[Records from a data source]
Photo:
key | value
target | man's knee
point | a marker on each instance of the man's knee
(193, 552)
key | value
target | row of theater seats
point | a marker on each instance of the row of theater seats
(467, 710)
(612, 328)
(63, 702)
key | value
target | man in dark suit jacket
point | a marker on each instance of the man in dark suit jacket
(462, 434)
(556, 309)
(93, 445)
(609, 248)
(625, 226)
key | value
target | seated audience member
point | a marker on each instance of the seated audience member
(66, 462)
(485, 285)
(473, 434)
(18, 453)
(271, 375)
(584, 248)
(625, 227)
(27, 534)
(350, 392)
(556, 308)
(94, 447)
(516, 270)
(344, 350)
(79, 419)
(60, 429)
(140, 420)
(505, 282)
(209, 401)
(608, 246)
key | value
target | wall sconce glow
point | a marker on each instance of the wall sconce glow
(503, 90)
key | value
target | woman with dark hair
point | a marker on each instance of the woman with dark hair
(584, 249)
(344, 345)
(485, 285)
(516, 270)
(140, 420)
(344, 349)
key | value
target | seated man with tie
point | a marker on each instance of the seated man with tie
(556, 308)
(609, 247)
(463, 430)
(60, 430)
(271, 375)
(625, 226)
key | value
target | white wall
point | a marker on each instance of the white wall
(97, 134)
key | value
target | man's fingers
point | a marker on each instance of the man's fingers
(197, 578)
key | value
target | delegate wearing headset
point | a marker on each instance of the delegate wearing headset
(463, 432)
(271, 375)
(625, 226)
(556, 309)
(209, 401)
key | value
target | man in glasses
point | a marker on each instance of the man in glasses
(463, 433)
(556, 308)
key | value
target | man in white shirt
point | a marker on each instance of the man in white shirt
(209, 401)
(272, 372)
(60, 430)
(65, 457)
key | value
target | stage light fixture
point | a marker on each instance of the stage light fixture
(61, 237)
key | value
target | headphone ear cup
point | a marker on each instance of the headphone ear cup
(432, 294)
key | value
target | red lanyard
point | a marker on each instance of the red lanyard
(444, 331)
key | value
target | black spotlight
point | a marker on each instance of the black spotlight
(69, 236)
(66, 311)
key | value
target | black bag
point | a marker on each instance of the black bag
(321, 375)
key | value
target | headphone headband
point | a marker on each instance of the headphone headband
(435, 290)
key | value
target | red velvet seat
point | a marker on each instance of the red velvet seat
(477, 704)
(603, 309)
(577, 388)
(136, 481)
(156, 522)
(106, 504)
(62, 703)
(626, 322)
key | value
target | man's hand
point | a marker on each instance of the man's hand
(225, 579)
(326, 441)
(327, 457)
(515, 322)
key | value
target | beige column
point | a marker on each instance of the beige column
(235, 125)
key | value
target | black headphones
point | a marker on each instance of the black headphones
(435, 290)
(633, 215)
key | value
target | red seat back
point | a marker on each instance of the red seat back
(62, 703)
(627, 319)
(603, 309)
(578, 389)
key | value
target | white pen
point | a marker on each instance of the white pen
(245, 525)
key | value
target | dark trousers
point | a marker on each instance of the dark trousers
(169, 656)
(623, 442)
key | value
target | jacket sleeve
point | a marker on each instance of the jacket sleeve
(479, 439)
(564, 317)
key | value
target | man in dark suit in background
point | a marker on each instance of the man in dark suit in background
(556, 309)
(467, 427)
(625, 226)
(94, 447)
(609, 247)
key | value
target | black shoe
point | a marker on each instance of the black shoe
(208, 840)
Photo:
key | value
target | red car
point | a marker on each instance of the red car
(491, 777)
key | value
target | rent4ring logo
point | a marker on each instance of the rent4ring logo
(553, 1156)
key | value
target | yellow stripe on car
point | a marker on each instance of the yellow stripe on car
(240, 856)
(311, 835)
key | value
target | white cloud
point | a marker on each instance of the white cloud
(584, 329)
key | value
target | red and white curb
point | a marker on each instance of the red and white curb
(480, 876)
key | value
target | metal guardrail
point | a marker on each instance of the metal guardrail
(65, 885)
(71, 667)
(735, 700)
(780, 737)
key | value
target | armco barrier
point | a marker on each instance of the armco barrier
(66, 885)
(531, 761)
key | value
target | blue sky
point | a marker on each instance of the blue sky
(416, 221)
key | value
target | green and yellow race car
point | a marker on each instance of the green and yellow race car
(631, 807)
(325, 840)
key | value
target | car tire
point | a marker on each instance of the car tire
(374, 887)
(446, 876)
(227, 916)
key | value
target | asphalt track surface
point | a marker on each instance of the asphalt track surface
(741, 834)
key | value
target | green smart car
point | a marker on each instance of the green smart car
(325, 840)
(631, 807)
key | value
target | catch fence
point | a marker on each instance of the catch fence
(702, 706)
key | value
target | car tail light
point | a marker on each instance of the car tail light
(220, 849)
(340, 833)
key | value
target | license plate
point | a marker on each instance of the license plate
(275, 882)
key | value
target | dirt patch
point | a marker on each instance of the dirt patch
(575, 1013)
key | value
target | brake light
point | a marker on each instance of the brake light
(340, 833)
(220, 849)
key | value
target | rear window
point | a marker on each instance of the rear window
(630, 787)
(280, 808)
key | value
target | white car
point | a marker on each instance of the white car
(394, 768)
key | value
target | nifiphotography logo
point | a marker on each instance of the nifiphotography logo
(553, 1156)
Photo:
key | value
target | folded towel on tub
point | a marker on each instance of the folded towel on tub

> [What needs to be done]:
Emit the full listing verbatim.

> [Finished answer]:
Photo:
key | value
target | man's knee
point | a marker on each instance of the man's knee
(193, 552)
key | value
target | row of theater seats
point | a marker on each instance of the row of theater seats
(467, 710)
(612, 328)
(63, 702)
key | value
target | man in dark suit jacket
point | a marker on each instance of the man in dark suit jacket
(462, 434)
(556, 309)
(93, 445)
(609, 248)
(625, 226)
key | value
target | seated audience member
point | a marker on each instance of the seated audience member
(66, 462)
(485, 285)
(473, 434)
(18, 453)
(271, 375)
(584, 248)
(625, 227)
(27, 534)
(350, 392)
(556, 308)
(94, 447)
(516, 270)
(344, 350)
(79, 419)
(60, 429)
(140, 420)
(505, 282)
(209, 401)
(608, 246)
key | value
target | wall sconce glow
point | a marker on each instance of the wall sconce glow
(503, 90)
key | value
target | woman with dark hair
point | a marker on each instance of the woman with dark hair
(584, 249)
(344, 345)
(485, 285)
(516, 270)
(140, 420)
(344, 349)
key | value
target | seated man with tie
point | a marker on each instance of the seated man with tie
(556, 308)
(609, 247)
(463, 430)
(60, 430)
(271, 375)
(625, 226)
key | value
target | white wall
point | a marker on each instance of the white wall
(97, 134)
key | value
target | man's fingers
point | a marker on each instance of the man's fingers
(197, 578)
key | value
target | delegate wearing headset
point | a marker on each instance of the delegate wearing headset
(463, 432)
(271, 375)
(625, 226)
(556, 309)
(209, 401)
key | value
target | man in glasses
point | a marker on each instance of the man in glasses
(463, 433)
(556, 308)
key | value
target | man in white shirt
point | a marker on each instance of the man in white shirt
(209, 401)
(272, 372)
(60, 430)
(65, 457)
key | value
target | stage light fixture
point | a marker on each instance of the stage light fixture
(61, 237)
key | value
target | headphone ear cup
point | a marker on each instance of the headphone ear cup
(432, 294)
key | value
target | red lanyard
point | a marker on each instance of the red lanyard
(444, 331)
key | value
target | black spotlight
point | a marker on each instance of the black spotlight
(69, 236)
(66, 311)
key | value
target | black bag
point | a marker on each instance of the black bag
(321, 375)
key | value
target | headphone headband
point | a marker on each instance of the headphone headband
(435, 290)
key | value
target | red velvet seat
point | a marker on each instance of the red velvet seat
(477, 704)
(603, 309)
(577, 388)
(136, 481)
(156, 522)
(106, 504)
(62, 703)
(626, 322)
key | value
target | man's hand
point | a marker on each instance of the man's hand
(225, 579)
(326, 441)
(327, 457)
(515, 322)
key | value
target | beige column
point | a marker on each instance of the beige column
(235, 125)
key | value
target | black headphones
point | a marker on each instance of the black headphones
(435, 290)
(633, 215)
key | value
target | red seat back
point | a marker on each instance of the red seat back
(62, 703)
(627, 319)
(603, 309)
(578, 389)
key | value
target | white pen
point | a marker on each instance of the white pen
(245, 525)
key | value
target | dark trousers
point | a marker on each instance of the dark trousers
(169, 656)
(623, 442)
key | value
target | jacket sleeve
point | a marker on each instance of the jacket sleeve
(479, 439)
(564, 317)
key | value
target | man in dark suit in background
point | a marker on each instance of the man in dark suit in background
(556, 309)
(467, 427)
(625, 226)
(94, 447)
(609, 247)
key | value
target | black shoe
point | a marker on each instance of the black shoe
(208, 840)
Photo:
key | value
target | red car
point | a marker on each instance of the red car
(491, 777)
key | value
target | rent4ring logo
point | a marker on each instance of the rent4ring logo
(553, 1156)
key | value
target | yellow stripe on car
point | a marker on each instance of the yellow stripe on car
(240, 856)
(311, 835)
key | value
target | white cloud
point | a marker on each instance of the white cloud
(584, 329)
key | value
target | red and white curb
point | a marker on each instance of the red and white curb
(480, 876)
key | value
target | metal guardrail
point | a marker on each instance of the metal guardrail
(65, 885)
(71, 667)
(735, 700)
(780, 737)
key | value
target | armco barrier
point | a marker on each instance of the armco barrier
(66, 885)
(531, 761)
key | value
target | blue sky
point | a marker on each instance of the blue sky
(416, 221)
key | value
target | green and yellow race car
point | a marker on each instance of the green and yellow race car
(631, 807)
(325, 840)
key | value
target | car tire
point | a marker on each instance of the car tire
(374, 887)
(446, 876)
(227, 916)
key | value
target | asphalt track surface
point | a marker on each instance of the asphalt track surface
(741, 834)
key | value
target | green smart car
point | a marker on each instance of the green smart car
(325, 840)
(631, 807)
key | value
target | catch fence
point | a marker on each instance of the catch fence
(702, 706)
key | value
target | car tail light
point | a marker on each instance of the car tail light
(220, 849)
(340, 833)
key | value
target | license plate
point | a marker on each instance of the license plate
(275, 882)
key | value
target | dirt patch
point | a marker on each instance of the dirt patch
(575, 1013)
key | value
target | brake light
point | a marker on each instance of the brake light
(340, 833)
(220, 849)
key | value
target | rear window
point | a marker on each instance of the rear window
(630, 787)
(280, 808)
key | value
target | white car
point | a marker on each instance of the white car
(394, 768)
key | value
target | nifiphotography logo
point | a marker on each instance of the nifiphotography logo
(553, 1156)
Photo:
key | value
target | folded towel on tub
point | a marker on each instance of the folded towel on tub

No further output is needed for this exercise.